SET OF TASKS:
1 - Answer these questions from the post about Robert E. Lee's offer to resign after Gettysburg:
(a) How many men did Lee's army lose during the campaign?
(b) What did Lee tell his men once Pickett's Charge had failed?
(c) To whom did Lee write on August 8 to offer his resignation?
2 - Put this sentence from the post on Lee's resignation letter into Spanish: "The general remedy for the want of success in a military commander is his removal."
3 - Extend the post about Lee's resignation offer after Gettysburg, picking up right after its final sentence.

Amazon: http://amzn.to/14oSn9a

Barnes&Noble: http://bit.ly/14s8Vuo  


Also available as an eBook on Kindle, Nook, and Itunes. 

Thursday, August 8, 2013

Inspiring Leaders: General Robert E. Lee Takes Full Responsibility for the Defeat at Gettysburg

This day in history, August 8, 1863 -- Robert E. Lee offers his resignation to Confederate President Jefferson Davis.
                                    
                "Gettysburg was the price the South paid for having Robert E. Lee as commander."
                                                                                                           —Shelby Foote


The Julian Vannerson portrait of Robert E. Lee illustrated by Ron Cole.

A month after Lee's defeat at Gettysburg, the scope of the losses suffered in Pennsylvania was hitting home among the Confederate states. Lee's army was severely weakened by losing 23,000 men during the campaign, about one-third of his army's strength. The Army of the Potomac had returned to Virginia and it was clear the Army of Northern Virginia had suffered a major defeat. The southern newspapers openly questioned Lee's decisions and ability to command.

From the moment Pickett's Charge had failed Lee had taken full accountability for the defeat, telling his men "This has all been my fault." In later days he refused to pin the blame for defeat onto any of his subordinate commanders, even though a few of them had performed poorly at Gettysburg to follow through on his plans of attack or even to obey his orders.

Lee was also suffering from a heart condition and was physically weakened. At Gettysburg he was unable to move about the battlefield as much as he would have liked. He never personally scouted the Union left flank (Little Round Top/Devil's Den) before sending Longstreet's I Corps into the attack there on July 2. General Hood, one of Longstreet's division commanders, later wrote this was the key to their defeat at Gettysburg.

Knowing the public had lost a measure of trust in him and worried about his health and the morale of his army, Lee wrote to President Davis on August 8, offering to resign his command:

"... We must expect reverses, even defeats. They are sent to teach us wisdom and prudence, to call forth greater energies and to prevent our falling into greater disasters. Our people have only to be true and united, to bear manfully the misfortunes incident to war, and all will come right in the end.

I know how prone we are to censure and how ready to blame others for the non-fulfillment of our expectations. This is unbecoming in a generous people, and I grieve to see its expression. The general remedy for the want of success in a military commander is his removal. This is natural, and in many instances, proper. For, no matter what may be the ability of the officer, if he loses the confidence of his troops disaster must sooner or later ensue.

SOURCE MATERIAL:
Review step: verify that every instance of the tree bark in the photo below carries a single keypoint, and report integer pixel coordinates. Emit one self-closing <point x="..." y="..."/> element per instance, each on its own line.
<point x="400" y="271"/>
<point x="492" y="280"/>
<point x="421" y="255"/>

RESULTS OF THE EXERCISE:
1 -
(a) 23,000 men, about one-third of his army's strength.
(b) "This has all been my fault."
(c) Confederate President Jefferson Davis.

2 - El remedio general para la falta de éxito de un comandante militar es su destitución.

3 -
I have been prompted by these reflections more than once since my return from Pennsylvania to propose to Your Excellency the propriety of selecting another commander for this army. I have seen and heard of expression of discontent in the public journals at the result of the expedition. I do not know how far this feeling extends in the army. My brother officers have been too kind to report it, and so far the troops have been too generous to exhibit it. It is fair, however, to suppose that it it does exist, and success is so necessary to us that nothing should be risked to secure it.

I therefore, in all sincerity, request Your Excellency to take measures to supply my place. I do this with the more earnestness because no one is more aware than myself of my inability for the duties of my position. I cannot even accomplish what I myself desire. How can I fulfill the expectations of others?...

Everything, therefore, points to the advantages to be derived from a new commander, and I the more anxiously urge the matter upon Your Excellency from my belief that a younger and abler man than myself can readily be attained..."

President Davis refused the request. He replied, "To ask me to substitute you by someone... more fit to command, or who would possess more of the confidence of the army... is to demand an impossibility."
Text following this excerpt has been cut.